Goal - Please copy the passage on lending friends money for a down payment word for word, starting at "I'm willing to" and ending at "board and honest.".

Selected text -
::::

It would have to be made as a "gift", and then the return would be a "gift" back to you, because you're not allowed to use a loan for a down payment.

This is not to evade taxes. This is to evade a credit check. The problem is that banks don't like people to have too much debt. The bank could void the loan and go after your friends for damages under certain circumstances, as this is a fraud on the bank. Perhaps you might be guilty of conspiracy to commit fraud or similar.

I'm willing to assume for the sake of argument that there is zero chance of your friend not paying you back intentionally. But even so, there are still potential problems. What if your friends end up without the money to pay? Worse, what if something happens to them? This is an off-books transaction. You couldn't make a claim against the estate, as there can't be a paper trail. You'd be left out the money in those circumstances.

You'd both be safer if your friends saved up for the next opportunity rather than trying to grab this one.

An alternative would be to buy a share of their current rental house. That would give them the necessary money and would give you paper showing your money. It's not a gift, it's a purchase. You'd have to pay capital gains tax on the 15% profit that they're promising you. But you'd both be above board and honest.

  • Let us continue this discussion in chat.
    – TTT
    Commented Jun 22, 2016 at 19:47
  • @Grade'Eh'Bacon What if your friend says, "Lend me $1,000 and I'll pay you back $1150 as a thank you" and you reply "Here, borrow this $1,000 and you can just repay this amount, we are friends and the extra $150 isn't necessary." but then the friend pays you the $1000 and gives you $150 extra as a thank you?
    – user12515
    Commented Jun 22, 2016 at 20:50
  • @Michael - (I am not a tax professional so I may be wrong, but) if you had no reasonable expectation of receiving the $150, then I personally see that scenario as a gift. (I used to see the previous scenario as a gift too, but JoeT and Bacon whipped me into shape on that one.)

::::

Location annotation dataset excerpts
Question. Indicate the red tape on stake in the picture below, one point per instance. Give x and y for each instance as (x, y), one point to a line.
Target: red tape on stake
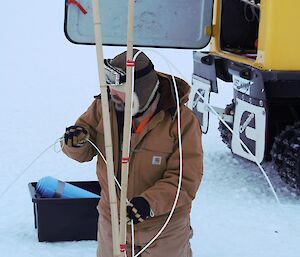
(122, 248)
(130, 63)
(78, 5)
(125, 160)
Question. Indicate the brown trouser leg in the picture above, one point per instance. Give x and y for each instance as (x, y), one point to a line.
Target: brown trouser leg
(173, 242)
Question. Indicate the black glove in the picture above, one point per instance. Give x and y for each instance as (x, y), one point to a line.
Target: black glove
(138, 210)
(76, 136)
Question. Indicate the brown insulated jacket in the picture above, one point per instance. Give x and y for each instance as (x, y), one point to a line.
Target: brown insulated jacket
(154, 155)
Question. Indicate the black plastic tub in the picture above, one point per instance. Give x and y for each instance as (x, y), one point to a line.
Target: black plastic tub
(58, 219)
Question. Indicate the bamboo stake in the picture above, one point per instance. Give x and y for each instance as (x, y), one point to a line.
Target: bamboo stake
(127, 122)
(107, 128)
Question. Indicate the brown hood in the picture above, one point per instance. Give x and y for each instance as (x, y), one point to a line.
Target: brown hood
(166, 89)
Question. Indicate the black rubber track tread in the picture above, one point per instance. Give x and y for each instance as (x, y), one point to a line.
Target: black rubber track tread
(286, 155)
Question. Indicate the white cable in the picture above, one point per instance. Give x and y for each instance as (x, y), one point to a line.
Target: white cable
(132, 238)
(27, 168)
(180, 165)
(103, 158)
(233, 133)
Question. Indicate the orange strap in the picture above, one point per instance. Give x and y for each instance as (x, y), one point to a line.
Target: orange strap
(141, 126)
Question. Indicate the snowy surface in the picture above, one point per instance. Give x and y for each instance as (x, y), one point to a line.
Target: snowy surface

::::

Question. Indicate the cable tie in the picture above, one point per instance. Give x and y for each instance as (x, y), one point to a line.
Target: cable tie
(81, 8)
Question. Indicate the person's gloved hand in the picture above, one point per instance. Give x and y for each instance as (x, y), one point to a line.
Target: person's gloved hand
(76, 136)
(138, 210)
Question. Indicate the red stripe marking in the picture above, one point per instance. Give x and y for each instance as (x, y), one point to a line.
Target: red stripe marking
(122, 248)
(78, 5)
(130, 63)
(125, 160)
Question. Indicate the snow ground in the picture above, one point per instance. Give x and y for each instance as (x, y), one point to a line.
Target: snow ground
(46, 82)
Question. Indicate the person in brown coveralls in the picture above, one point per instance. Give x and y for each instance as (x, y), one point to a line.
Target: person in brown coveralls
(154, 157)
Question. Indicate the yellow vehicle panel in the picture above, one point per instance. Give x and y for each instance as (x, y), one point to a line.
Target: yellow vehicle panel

::::

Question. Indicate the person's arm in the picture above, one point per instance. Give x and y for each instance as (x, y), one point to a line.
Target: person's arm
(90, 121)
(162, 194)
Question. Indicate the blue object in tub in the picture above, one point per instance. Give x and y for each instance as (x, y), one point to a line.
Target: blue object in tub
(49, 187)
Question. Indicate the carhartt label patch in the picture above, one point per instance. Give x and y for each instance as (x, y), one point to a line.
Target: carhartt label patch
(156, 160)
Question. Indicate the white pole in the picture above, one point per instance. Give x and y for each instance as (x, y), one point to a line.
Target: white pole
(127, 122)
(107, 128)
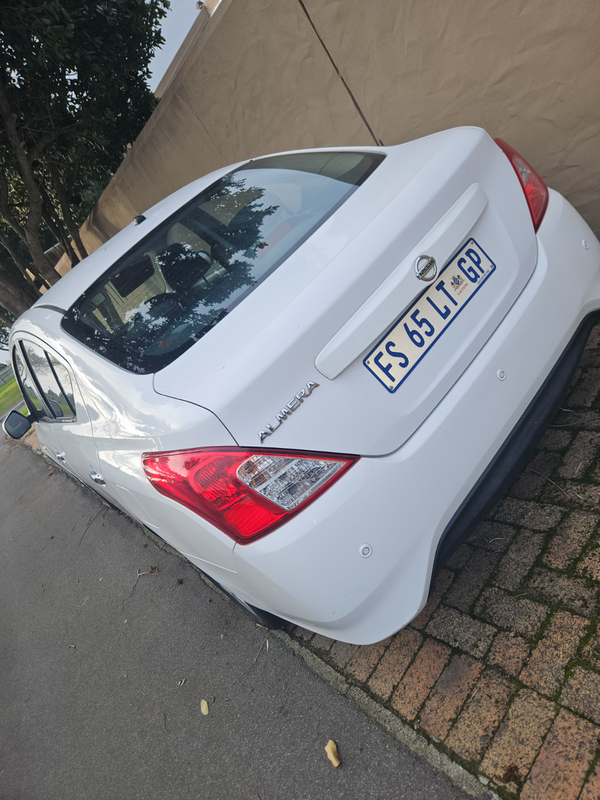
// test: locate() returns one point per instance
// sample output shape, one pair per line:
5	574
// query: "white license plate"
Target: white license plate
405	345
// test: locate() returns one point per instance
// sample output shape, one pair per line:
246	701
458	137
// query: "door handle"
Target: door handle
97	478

::::

Solution -
I'm willing to assume for the sake of argument that there is zero chance of your friend not paying you back intentionally. But even so, there are still potential problems. What if your friends end up without the money to pay? Worse, what if something happens to them? This is an off-books transaction. You couldn't make a claim against the estate, as there can't be a paper trail. You'd be left out the money in those circumstances.

You'd both be safer if your friends saved up for the next opportunity rather than trying to grab this one.

An alternative would be to buy a share of their current rental house. That would give them the necessary money and would give you paper showing your money. It's not a gift, it's a purchase. You'd have to pay capital gains tax on the 15% profit that they're promising you. But you'd both be above board and honest.